• **Dataset rows**
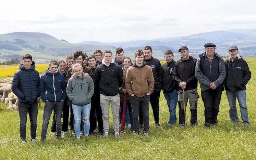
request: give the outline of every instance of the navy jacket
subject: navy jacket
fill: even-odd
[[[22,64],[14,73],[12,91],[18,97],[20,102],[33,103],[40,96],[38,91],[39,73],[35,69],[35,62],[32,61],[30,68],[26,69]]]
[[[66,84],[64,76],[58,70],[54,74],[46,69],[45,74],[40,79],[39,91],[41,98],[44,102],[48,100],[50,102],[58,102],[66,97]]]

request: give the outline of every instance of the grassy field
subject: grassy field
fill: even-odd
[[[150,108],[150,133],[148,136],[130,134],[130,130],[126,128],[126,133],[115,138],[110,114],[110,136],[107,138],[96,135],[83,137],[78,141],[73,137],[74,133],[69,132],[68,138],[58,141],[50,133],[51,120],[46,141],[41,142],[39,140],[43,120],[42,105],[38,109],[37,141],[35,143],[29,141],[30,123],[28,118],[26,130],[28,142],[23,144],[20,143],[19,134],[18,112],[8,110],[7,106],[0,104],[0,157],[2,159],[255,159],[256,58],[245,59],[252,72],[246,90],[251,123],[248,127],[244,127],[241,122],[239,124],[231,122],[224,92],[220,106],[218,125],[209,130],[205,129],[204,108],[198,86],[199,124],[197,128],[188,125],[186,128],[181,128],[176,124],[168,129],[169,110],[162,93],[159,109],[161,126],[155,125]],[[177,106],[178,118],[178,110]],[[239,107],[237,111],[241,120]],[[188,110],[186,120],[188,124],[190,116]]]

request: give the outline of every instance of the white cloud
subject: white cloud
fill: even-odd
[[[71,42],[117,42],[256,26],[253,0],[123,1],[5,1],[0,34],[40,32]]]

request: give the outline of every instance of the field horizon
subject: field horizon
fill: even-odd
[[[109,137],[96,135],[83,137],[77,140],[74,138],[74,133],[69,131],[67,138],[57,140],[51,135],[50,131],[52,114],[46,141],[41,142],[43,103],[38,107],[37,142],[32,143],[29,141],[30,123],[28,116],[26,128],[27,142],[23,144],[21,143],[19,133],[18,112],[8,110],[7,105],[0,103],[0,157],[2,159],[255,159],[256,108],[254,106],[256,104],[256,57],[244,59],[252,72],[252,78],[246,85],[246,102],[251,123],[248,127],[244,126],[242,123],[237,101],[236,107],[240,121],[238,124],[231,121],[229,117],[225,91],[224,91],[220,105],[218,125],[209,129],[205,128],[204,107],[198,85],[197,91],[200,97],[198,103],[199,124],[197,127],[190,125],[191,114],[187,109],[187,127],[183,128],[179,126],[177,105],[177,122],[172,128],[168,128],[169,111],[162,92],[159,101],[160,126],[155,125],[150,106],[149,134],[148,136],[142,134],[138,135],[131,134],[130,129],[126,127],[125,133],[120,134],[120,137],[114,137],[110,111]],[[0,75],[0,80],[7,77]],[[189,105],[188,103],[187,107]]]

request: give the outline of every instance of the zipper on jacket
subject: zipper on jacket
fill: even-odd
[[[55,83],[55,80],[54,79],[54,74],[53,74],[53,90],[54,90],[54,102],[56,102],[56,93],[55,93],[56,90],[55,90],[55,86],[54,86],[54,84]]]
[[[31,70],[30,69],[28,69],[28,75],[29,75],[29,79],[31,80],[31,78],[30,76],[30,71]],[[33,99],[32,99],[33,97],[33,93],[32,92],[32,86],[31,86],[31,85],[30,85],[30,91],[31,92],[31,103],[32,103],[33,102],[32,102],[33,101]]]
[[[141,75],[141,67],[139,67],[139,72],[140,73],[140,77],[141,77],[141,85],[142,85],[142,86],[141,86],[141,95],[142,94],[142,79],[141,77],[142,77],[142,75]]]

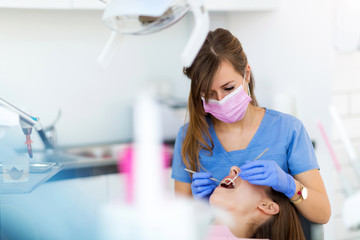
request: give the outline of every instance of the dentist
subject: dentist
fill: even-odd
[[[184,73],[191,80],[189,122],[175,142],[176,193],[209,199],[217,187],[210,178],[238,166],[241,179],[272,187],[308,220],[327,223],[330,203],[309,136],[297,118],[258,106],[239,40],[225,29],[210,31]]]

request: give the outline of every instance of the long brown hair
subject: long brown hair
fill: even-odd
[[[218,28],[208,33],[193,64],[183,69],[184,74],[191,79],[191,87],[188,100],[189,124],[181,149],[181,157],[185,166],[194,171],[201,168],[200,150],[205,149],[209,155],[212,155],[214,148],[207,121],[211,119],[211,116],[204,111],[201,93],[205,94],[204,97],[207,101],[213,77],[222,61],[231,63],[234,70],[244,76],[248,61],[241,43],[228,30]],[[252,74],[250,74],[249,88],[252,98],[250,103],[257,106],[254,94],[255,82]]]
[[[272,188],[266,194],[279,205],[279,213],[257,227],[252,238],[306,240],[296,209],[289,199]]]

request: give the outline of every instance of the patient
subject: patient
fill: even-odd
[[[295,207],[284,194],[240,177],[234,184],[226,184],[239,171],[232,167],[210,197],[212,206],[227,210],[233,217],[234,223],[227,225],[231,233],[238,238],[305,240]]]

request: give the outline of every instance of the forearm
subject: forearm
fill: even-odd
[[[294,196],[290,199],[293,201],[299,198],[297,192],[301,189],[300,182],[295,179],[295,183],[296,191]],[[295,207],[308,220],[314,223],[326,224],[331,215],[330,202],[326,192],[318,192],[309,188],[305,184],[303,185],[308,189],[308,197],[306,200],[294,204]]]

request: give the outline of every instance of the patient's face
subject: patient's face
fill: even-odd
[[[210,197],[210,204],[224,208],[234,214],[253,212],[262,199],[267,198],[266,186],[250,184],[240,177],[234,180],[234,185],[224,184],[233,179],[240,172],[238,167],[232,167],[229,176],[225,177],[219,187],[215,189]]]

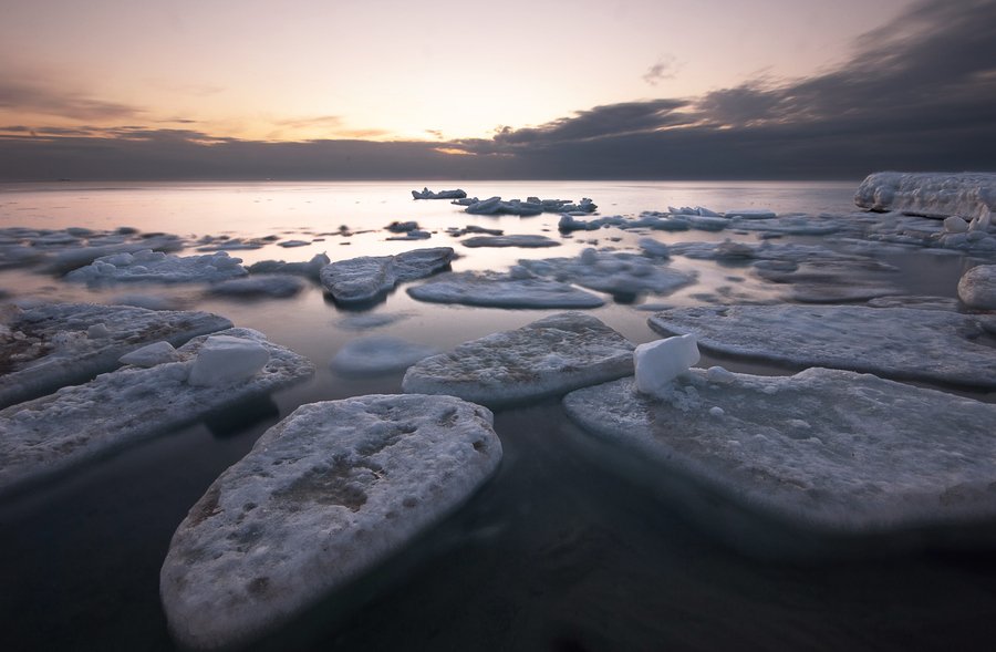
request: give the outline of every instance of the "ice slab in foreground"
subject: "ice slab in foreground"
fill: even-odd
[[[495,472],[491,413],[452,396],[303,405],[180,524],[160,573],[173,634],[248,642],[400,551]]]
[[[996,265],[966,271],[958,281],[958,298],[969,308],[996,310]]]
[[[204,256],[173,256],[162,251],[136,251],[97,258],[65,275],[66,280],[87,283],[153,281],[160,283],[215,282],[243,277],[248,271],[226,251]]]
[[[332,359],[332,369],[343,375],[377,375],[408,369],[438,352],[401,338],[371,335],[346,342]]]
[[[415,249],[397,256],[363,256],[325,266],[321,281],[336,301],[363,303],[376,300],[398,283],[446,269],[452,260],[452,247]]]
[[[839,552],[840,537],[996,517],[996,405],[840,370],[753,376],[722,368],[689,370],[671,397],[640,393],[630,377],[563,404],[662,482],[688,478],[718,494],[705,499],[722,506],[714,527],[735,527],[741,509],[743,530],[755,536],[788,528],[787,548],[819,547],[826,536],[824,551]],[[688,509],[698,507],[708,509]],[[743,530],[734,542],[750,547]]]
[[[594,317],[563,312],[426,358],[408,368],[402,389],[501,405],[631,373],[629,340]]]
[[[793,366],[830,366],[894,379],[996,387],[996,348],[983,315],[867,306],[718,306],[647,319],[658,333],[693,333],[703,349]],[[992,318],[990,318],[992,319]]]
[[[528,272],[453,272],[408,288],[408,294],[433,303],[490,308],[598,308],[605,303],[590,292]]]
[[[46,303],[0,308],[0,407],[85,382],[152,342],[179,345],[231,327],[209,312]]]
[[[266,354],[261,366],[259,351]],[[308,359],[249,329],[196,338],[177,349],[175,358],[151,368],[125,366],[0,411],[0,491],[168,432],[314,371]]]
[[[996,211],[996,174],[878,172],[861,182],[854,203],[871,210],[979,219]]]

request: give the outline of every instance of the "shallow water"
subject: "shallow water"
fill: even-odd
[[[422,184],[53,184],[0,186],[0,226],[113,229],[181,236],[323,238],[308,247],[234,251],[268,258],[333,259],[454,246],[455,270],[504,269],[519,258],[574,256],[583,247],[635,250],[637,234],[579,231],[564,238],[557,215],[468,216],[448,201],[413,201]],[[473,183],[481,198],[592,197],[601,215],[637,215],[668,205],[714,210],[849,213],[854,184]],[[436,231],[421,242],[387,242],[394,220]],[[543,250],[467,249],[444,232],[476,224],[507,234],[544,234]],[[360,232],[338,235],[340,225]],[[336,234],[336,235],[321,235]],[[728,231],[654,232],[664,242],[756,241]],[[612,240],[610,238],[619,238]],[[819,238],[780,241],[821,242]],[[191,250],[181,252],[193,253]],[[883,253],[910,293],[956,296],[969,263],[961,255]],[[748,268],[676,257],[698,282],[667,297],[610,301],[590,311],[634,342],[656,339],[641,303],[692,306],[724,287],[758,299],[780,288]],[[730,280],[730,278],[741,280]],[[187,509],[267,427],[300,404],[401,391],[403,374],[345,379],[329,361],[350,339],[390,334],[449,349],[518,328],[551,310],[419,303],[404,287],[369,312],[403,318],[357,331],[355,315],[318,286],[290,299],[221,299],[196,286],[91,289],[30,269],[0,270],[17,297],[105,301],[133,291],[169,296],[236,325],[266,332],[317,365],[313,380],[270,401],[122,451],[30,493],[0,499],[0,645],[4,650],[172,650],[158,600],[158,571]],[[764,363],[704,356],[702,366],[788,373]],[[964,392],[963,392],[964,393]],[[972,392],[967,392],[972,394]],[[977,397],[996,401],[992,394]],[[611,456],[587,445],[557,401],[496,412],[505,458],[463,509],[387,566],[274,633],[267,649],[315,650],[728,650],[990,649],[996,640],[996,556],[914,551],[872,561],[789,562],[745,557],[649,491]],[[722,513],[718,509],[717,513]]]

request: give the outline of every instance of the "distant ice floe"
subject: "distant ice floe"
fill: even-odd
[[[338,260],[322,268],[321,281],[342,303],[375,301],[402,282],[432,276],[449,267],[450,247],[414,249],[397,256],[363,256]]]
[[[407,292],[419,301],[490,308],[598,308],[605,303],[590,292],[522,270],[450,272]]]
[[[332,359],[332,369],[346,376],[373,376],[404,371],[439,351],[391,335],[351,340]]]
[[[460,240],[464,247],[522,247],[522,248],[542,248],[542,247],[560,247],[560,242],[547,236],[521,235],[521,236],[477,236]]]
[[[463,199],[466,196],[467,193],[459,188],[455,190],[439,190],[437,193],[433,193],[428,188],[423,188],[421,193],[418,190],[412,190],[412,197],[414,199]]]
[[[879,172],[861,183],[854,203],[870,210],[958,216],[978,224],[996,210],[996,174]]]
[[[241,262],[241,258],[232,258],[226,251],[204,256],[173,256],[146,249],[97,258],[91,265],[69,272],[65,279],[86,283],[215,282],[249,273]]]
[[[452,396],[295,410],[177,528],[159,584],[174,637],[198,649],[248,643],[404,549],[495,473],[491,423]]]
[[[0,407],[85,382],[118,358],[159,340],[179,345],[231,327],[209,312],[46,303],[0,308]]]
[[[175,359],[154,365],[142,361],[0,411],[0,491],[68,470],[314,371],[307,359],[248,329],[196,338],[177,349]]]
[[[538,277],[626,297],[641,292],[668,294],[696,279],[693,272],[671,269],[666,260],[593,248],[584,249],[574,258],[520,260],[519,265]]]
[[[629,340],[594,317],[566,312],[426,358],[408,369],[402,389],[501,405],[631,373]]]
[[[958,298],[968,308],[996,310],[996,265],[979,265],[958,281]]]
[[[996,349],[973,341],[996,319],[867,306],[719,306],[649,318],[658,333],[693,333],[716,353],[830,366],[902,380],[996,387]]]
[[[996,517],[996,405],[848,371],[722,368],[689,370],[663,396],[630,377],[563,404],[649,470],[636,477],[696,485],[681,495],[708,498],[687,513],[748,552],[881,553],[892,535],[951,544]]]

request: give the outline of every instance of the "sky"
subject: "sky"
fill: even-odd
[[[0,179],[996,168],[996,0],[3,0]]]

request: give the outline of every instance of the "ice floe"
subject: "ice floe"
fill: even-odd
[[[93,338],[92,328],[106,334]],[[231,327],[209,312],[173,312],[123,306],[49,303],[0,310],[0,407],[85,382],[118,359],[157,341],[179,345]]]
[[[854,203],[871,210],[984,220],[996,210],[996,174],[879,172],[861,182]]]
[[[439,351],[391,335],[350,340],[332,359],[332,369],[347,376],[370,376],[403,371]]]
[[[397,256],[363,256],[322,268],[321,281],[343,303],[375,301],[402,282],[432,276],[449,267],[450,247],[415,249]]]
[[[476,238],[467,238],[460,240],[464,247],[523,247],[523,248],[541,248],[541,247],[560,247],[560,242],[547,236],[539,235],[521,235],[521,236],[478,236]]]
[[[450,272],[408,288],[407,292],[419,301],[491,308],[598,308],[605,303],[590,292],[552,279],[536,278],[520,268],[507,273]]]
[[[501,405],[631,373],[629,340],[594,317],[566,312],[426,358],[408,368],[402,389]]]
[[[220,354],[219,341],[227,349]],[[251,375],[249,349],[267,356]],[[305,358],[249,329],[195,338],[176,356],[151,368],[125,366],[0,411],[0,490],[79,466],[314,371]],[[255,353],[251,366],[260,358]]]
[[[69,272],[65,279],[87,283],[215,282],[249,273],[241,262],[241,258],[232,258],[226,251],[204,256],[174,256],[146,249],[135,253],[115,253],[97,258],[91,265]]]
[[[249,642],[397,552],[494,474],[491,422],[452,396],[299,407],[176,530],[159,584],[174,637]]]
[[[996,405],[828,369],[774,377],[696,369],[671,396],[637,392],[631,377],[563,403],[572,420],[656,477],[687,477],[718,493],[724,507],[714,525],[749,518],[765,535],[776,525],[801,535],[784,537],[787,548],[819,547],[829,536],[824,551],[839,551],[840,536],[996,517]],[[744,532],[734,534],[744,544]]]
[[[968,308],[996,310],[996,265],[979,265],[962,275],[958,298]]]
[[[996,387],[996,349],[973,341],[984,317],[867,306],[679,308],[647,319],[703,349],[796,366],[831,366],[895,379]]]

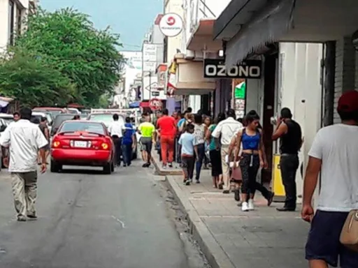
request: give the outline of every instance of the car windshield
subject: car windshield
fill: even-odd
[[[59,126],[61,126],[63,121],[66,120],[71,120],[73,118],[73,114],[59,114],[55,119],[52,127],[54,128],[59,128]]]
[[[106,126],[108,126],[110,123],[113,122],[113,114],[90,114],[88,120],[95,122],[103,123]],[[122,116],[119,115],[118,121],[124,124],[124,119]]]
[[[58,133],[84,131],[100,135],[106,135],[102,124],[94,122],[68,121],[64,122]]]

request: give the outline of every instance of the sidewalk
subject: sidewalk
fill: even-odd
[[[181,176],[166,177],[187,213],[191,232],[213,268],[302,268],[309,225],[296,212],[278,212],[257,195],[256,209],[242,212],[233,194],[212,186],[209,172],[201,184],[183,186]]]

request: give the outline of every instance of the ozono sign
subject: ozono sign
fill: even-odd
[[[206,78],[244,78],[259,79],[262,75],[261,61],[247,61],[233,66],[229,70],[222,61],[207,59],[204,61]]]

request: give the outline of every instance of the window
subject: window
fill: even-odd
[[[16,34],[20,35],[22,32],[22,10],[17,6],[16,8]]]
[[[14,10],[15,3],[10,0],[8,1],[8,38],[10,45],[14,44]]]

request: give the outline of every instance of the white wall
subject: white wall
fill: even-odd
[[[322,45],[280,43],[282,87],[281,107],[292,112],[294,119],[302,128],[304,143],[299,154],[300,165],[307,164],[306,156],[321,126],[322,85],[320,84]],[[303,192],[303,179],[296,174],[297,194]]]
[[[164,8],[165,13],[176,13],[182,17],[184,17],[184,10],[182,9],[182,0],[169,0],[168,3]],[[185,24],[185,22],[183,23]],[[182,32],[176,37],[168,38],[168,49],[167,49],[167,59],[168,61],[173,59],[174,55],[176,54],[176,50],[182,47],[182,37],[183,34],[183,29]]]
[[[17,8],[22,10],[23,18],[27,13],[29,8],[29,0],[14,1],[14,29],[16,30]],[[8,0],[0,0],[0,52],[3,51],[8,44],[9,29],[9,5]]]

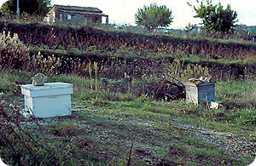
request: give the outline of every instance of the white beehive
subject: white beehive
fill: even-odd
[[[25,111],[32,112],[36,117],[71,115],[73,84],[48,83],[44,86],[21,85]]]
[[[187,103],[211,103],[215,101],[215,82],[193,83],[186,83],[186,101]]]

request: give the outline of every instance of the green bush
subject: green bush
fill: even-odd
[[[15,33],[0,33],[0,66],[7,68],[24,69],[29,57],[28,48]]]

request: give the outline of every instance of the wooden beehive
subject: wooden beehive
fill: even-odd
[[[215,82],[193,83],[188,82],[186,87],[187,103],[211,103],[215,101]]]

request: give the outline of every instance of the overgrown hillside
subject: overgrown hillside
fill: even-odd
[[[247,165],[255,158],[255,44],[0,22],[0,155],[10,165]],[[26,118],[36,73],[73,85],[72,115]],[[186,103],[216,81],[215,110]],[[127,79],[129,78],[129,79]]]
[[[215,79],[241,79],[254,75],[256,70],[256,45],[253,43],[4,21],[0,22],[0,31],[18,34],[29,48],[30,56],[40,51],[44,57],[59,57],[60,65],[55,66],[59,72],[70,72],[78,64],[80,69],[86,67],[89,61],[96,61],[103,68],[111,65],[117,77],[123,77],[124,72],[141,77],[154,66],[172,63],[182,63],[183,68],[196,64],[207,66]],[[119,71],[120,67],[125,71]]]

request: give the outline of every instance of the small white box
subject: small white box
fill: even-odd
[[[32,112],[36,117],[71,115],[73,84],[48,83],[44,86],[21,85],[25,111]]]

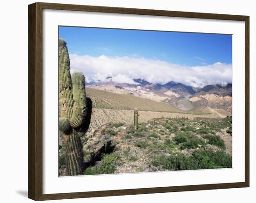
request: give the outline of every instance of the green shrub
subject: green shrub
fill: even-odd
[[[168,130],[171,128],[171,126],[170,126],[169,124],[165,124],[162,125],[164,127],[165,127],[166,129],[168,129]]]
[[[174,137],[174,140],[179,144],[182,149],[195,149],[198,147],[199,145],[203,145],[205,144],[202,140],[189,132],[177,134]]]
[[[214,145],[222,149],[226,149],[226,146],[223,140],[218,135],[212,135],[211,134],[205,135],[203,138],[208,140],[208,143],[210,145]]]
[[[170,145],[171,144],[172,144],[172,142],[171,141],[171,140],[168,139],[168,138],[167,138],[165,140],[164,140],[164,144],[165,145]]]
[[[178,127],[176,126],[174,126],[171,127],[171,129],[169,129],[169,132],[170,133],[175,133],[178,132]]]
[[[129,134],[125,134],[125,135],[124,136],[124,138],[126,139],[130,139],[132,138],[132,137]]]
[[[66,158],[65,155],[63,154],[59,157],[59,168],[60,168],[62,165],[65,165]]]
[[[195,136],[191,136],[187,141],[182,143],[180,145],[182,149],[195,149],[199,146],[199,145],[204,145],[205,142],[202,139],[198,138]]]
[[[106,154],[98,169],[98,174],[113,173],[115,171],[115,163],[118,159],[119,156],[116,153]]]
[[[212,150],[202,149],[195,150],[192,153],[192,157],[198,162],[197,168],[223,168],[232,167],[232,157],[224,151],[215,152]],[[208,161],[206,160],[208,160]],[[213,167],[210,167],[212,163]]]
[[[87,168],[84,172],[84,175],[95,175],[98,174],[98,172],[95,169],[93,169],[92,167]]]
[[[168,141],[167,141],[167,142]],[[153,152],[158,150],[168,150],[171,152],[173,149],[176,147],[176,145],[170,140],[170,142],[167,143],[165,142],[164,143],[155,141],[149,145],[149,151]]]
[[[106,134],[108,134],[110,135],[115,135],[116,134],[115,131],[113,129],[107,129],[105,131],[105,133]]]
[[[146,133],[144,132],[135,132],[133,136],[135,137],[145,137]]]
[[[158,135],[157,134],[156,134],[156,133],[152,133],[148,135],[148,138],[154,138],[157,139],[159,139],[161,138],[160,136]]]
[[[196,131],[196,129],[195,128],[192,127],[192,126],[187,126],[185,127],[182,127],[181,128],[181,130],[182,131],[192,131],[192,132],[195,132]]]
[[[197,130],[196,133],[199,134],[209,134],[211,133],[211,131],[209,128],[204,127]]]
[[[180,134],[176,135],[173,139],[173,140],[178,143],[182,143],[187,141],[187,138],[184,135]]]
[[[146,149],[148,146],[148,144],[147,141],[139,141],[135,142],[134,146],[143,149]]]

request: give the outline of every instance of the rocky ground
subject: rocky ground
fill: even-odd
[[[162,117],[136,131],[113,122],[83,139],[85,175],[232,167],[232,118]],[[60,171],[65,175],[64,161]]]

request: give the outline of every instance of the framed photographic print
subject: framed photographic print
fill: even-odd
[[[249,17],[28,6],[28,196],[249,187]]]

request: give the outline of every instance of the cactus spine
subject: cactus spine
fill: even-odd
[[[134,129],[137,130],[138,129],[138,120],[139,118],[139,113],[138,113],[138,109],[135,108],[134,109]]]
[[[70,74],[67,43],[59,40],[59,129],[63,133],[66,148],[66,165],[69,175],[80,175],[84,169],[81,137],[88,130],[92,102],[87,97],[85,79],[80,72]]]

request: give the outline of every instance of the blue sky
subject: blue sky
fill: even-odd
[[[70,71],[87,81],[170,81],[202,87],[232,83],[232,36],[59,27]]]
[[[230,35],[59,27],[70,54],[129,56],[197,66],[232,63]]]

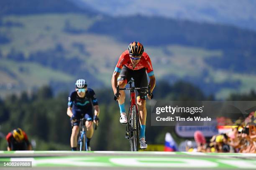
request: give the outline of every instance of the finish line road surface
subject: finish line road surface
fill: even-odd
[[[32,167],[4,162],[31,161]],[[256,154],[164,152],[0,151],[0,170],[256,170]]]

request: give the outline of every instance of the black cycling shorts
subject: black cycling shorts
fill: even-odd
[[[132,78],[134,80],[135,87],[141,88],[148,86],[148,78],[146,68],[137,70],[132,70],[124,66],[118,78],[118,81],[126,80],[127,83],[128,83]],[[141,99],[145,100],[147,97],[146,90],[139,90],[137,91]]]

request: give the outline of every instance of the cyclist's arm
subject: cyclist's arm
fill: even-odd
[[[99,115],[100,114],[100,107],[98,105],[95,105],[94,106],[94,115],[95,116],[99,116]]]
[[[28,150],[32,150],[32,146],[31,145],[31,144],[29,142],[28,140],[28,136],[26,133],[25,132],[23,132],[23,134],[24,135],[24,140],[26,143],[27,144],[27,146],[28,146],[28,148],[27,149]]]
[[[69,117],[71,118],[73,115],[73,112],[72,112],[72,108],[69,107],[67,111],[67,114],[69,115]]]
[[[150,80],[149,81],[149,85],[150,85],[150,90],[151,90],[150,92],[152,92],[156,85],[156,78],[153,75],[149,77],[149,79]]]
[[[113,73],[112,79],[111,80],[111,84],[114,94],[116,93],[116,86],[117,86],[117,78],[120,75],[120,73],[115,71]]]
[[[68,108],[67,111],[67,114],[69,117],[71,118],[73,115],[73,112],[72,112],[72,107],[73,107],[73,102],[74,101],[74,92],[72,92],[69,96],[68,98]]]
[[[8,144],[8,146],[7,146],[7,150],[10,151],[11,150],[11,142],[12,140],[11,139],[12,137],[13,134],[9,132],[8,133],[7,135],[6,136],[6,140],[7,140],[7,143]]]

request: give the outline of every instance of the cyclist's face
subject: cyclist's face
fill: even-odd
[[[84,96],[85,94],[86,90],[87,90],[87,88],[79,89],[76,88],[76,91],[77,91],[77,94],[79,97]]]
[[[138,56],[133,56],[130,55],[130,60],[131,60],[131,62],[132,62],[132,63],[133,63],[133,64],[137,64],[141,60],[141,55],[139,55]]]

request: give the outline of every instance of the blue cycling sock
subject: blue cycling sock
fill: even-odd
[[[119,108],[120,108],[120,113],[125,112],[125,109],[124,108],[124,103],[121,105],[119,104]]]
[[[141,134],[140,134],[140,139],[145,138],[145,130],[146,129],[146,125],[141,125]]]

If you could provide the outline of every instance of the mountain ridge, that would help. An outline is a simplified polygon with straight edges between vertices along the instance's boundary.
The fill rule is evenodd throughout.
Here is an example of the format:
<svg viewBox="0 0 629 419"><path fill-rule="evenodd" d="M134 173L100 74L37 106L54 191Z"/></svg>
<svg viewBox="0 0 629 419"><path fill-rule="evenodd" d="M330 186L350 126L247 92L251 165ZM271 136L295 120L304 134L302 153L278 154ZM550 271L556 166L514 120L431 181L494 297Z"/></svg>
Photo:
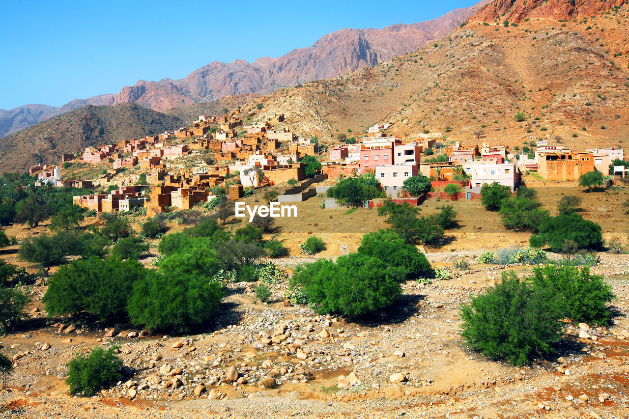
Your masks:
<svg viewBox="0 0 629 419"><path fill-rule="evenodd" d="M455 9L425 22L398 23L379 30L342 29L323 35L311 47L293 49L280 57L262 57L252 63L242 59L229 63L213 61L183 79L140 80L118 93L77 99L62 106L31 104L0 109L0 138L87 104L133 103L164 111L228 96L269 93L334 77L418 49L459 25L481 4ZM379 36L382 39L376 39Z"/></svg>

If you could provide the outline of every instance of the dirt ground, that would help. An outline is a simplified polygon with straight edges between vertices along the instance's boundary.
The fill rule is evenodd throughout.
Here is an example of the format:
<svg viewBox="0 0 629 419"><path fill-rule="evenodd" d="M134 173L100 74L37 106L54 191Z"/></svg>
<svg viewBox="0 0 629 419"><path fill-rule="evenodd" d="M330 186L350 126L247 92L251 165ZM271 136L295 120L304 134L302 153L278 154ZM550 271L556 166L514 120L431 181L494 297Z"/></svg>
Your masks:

• **Exercise brief**
Extract each line of the material above that contains the string "navy". The match is case-sensitive.

• **Exercise output**
request: give the outline of every instance of the navy jacket
subject: navy jacket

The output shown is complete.